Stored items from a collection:
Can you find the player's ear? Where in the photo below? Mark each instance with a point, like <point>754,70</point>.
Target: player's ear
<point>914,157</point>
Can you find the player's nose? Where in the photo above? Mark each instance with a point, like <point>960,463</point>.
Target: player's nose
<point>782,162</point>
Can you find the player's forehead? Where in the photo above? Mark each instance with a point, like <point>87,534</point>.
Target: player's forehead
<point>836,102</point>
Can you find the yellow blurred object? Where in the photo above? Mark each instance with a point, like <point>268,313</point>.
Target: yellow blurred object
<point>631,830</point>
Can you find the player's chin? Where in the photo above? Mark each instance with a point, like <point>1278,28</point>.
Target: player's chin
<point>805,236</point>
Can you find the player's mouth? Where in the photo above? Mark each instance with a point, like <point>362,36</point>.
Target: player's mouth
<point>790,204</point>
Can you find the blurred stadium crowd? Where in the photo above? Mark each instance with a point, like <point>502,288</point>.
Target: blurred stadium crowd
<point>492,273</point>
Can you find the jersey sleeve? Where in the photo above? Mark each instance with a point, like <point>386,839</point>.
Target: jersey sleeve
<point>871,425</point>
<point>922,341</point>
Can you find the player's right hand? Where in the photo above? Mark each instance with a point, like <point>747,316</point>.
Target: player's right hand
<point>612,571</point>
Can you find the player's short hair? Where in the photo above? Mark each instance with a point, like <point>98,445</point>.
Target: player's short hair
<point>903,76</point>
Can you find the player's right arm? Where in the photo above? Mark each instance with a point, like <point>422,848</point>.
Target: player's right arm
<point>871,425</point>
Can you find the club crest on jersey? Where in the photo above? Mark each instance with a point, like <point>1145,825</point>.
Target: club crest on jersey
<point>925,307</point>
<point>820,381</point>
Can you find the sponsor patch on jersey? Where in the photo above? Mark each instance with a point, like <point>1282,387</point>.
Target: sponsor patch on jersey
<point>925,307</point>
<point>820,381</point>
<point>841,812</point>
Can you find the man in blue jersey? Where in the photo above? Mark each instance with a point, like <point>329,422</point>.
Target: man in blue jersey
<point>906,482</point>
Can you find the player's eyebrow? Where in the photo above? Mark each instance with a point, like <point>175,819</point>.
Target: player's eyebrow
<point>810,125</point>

What you will do: Can you update the data above so that each "player's" becomes "athlete's" and everything else stays the same?

Correct response:
Can you find the athlete's ear? Where in the photo below? Mark each instance with a point, like <point>754,70</point>.
Target: athlete's ear
<point>914,157</point>
Can you find the athlete's nose? Where in the photo above? Mark each instance with a point, like <point>960,463</point>.
Target: athlete's nose
<point>782,162</point>
Can you find the athlete's forehead? Where in the photo above? Mark each instance with a point, like <point>87,534</point>.
Target: athlete's forehead
<point>836,102</point>
Can you find the yellow blurred object? Where in the photo above? Mark each instance with a point, like <point>268,313</point>.
Target: yellow blurred object
<point>631,830</point>
Can you find the athlete's chin? Where in the photo above? Mark each instance with a point, like <point>1278,28</point>.
Target: athlete's chin
<point>805,236</point>
Can you find the athlete's mouth? Where in the photo above? Mark each instance with a point, like <point>362,36</point>.
Target: athlete's mouth
<point>790,204</point>
Can you find the blurred stadium crowd? Where in the photo above? Mark each instance with a point, like <point>502,288</point>.
Target: blurred stadium crowd
<point>492,273</point>
Can you find the jersey sleeve? Where in the photo above? Mark each instance with a point, like <point>386,839</point>.
Target: jersey sleeve
<point>871,425</point>
<point>922,341</point>
Can you find the athlete's right hand? Where in the photo above? Mark each instance with a point, like <point>747,316</point>.
Target: athlete's right hand
<point>612,571</point>
Can you find the athlete's short hair? Where in the photo above? Mark each instance with a point, like <point>98,445</point>.
Target: athlete's short hair
<point>903,76</point>
Can you find the athlete's right arm? Where in the photo above? Mark each instance with a point, like <point>422,848</point>.
Target: athlete's right arm
<point>871,425</point>
Can you find the club crest on jersey? Where in the photo above? Mark each instance with a point, like <point>1145,825</point>.
Target: club crest on jersey
<point>925,307</point>
<point>820,381</point>
Can you find the sponsor patch on jersey? Where in the photo above? Mark each instance with a point, like <point>1282,387</point>.
Target: sponsor patch on jersey
<point>925,307</point>
<point>820,381</point>
<point>841,812</point>
Can you find the man in blue jersey? Where in the photo above? Mark each instance with a point, like <point>329,422</point>.
Target: man in blue jersey
<point>906,482</point>
Can you find the athlete's eyebrow? Where in the photo above? Mark each instance with a point, like <point>175,819</point>.
Target: athlete's eyebrow
<point>810,125</point>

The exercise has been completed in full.